YOUR ASSIGNMENT = Working from the listing below, pick each line containing the word "query" and copy it.

┌─ EXERCISE MATERIAL

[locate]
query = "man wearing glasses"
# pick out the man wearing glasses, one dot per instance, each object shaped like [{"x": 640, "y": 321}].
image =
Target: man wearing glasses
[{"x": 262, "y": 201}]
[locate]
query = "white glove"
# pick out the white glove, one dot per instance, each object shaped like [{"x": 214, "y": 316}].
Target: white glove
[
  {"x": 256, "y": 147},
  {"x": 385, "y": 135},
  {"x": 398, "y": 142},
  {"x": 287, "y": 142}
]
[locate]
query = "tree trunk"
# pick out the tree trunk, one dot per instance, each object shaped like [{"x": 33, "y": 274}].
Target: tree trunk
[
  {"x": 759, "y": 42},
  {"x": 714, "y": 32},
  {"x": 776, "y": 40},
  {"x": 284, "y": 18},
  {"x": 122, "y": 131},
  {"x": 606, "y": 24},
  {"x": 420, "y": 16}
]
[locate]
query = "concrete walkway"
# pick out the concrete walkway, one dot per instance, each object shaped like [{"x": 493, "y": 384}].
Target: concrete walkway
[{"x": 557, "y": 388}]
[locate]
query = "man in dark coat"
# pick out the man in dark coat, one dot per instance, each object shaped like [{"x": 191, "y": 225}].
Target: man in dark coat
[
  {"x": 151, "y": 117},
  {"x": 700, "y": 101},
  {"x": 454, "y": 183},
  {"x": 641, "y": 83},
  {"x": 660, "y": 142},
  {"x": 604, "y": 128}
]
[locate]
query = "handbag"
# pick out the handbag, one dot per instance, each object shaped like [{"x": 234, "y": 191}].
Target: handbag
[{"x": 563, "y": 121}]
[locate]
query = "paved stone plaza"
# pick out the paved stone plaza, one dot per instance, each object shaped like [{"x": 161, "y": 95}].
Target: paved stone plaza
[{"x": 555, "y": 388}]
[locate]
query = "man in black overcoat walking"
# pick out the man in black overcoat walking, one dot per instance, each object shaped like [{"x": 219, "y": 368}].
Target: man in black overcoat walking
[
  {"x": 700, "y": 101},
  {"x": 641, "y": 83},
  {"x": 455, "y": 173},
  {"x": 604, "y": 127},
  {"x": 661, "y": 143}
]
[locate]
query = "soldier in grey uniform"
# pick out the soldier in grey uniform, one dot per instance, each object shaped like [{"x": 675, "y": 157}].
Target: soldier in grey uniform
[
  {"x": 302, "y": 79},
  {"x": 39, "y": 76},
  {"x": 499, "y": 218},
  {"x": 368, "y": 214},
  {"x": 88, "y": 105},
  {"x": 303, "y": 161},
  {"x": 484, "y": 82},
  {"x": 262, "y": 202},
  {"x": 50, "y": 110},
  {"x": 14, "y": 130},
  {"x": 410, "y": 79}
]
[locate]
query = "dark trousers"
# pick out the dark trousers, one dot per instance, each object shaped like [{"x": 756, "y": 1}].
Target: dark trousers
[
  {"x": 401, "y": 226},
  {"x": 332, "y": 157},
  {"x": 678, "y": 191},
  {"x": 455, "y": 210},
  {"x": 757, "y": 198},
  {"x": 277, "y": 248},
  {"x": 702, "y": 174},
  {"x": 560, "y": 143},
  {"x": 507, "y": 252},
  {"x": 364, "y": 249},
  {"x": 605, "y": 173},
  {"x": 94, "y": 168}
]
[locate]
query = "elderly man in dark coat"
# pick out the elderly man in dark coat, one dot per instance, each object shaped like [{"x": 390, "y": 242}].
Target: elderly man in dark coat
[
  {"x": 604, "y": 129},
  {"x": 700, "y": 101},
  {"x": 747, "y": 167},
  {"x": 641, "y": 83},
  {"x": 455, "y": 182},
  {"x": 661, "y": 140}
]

└─

ANSWER AREA =
query = "man wearing glasses"
query = "white glove"
query = "tree trunk"
query = "concrete walkway"
query = "man in dark coat"
query = "handbag"
query = "paved stone plaza"
query = "man in black overcoat walking"
query = "soldier in grey uniform"
query = "dark trousers"
query = "elderly man in dark coat"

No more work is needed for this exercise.